» WHAT YOU HAVE TO DO: Copy word for word the stretch of the data below that runs from the line containing "of the hobnail" through the end of the data.

» DATA FOR THIS EXERCISE:
* * * * * * * * *

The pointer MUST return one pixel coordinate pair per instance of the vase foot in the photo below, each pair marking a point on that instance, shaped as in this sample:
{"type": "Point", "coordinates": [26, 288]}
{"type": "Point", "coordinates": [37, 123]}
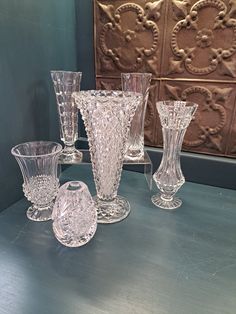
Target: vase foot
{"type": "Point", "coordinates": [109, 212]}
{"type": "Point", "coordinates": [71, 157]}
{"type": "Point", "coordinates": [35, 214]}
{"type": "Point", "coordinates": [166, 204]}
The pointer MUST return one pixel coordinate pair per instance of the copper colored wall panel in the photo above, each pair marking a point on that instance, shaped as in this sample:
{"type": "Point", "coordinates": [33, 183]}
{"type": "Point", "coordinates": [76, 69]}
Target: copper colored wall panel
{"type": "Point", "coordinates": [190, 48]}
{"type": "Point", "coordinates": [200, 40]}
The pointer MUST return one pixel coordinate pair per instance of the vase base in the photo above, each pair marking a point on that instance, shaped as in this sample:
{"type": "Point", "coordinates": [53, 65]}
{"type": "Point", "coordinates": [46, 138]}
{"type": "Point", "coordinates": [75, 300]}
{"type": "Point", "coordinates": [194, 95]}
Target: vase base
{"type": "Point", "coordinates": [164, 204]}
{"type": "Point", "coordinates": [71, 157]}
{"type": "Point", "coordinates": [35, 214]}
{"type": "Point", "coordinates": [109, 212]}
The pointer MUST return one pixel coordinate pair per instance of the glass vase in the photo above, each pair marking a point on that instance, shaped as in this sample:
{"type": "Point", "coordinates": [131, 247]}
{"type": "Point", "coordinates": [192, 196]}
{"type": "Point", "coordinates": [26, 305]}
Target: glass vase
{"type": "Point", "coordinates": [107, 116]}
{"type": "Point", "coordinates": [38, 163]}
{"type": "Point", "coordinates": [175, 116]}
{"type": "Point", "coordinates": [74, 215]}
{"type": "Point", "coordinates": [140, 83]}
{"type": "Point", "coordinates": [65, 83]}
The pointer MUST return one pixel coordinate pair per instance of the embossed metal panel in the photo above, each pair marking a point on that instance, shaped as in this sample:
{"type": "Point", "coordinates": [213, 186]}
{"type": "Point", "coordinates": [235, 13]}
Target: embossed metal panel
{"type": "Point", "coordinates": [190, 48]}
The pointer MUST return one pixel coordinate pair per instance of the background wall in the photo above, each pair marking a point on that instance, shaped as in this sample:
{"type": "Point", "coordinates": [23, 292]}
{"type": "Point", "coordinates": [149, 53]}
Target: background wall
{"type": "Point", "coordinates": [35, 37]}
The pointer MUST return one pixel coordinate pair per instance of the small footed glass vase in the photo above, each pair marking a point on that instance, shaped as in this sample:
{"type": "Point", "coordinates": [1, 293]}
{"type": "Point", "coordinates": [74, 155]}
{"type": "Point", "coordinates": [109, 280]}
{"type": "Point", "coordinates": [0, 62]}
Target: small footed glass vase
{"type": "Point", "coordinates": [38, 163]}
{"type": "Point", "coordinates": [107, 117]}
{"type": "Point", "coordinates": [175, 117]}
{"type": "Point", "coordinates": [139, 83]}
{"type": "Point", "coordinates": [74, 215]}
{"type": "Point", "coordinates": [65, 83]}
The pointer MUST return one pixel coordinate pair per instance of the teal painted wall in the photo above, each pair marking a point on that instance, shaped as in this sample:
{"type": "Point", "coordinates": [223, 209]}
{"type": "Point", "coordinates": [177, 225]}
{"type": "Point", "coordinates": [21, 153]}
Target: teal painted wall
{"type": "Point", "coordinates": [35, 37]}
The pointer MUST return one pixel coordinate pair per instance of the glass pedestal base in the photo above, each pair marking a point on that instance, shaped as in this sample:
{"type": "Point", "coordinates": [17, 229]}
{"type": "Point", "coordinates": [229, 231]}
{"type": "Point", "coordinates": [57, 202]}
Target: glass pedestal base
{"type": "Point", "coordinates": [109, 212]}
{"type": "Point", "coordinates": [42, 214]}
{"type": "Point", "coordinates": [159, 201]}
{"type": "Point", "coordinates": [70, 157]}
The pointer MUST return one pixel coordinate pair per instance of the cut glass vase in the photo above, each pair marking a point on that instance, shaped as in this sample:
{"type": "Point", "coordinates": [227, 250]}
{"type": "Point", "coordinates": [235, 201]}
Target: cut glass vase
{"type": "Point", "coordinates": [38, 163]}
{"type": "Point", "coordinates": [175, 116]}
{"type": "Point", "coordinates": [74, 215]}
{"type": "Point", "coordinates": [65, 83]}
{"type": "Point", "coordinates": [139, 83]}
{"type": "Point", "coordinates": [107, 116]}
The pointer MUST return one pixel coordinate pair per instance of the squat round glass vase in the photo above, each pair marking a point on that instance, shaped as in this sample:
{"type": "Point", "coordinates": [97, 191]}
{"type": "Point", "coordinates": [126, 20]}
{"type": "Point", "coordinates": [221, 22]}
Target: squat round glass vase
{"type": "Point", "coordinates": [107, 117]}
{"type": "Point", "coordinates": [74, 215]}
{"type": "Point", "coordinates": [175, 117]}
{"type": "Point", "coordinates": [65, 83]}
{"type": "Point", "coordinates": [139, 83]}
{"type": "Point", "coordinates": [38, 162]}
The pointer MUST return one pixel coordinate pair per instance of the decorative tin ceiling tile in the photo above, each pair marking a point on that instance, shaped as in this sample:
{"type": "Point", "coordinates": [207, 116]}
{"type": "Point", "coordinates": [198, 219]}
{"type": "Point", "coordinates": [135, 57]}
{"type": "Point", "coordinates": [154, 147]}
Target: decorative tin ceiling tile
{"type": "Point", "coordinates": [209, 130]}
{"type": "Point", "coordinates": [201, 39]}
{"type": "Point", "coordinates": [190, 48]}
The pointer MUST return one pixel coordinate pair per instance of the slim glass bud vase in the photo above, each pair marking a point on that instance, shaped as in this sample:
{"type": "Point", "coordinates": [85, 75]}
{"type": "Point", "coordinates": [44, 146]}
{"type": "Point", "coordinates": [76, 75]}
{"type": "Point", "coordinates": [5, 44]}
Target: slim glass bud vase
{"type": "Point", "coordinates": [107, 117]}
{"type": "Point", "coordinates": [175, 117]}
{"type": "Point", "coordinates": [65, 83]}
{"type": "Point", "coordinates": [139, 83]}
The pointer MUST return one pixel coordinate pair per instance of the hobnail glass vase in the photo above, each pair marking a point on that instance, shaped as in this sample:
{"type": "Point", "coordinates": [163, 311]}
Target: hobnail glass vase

* * * * * * * * *

» TASK RESPONSE:
The pointer MUST return one pixel coordinate pair per instance of the hobnail glass vase in the photo above, each pair marking a point on that instance, shaped as in this sample:
{"type": "Point", "coordinates": [163, 311]}
Target: hobnail glass vase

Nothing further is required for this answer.